ABOUT THIS EXERCISE ->
Report every line below that has the string "query" in it.

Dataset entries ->
━━━━━━━━━━

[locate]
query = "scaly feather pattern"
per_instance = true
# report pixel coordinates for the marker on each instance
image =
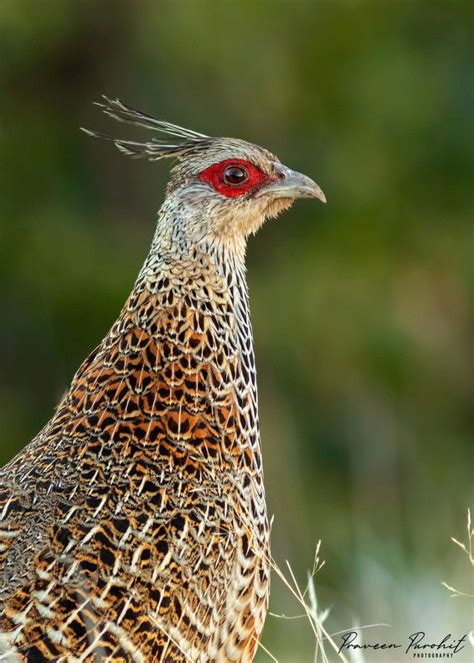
(134, 526)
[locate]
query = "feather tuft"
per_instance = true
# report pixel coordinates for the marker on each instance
(155, 149)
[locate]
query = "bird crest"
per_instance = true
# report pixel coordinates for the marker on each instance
(182, 141)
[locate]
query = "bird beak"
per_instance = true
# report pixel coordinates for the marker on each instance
(293, 185)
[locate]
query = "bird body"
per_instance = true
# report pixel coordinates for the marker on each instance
(134, 526)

━━━━━━━━━━

FINAL ANSWER ->
query = "scaly feather pattern"
query = "feather tuft"
query = "bird crest"
query = "bird beak"
query = "bird body"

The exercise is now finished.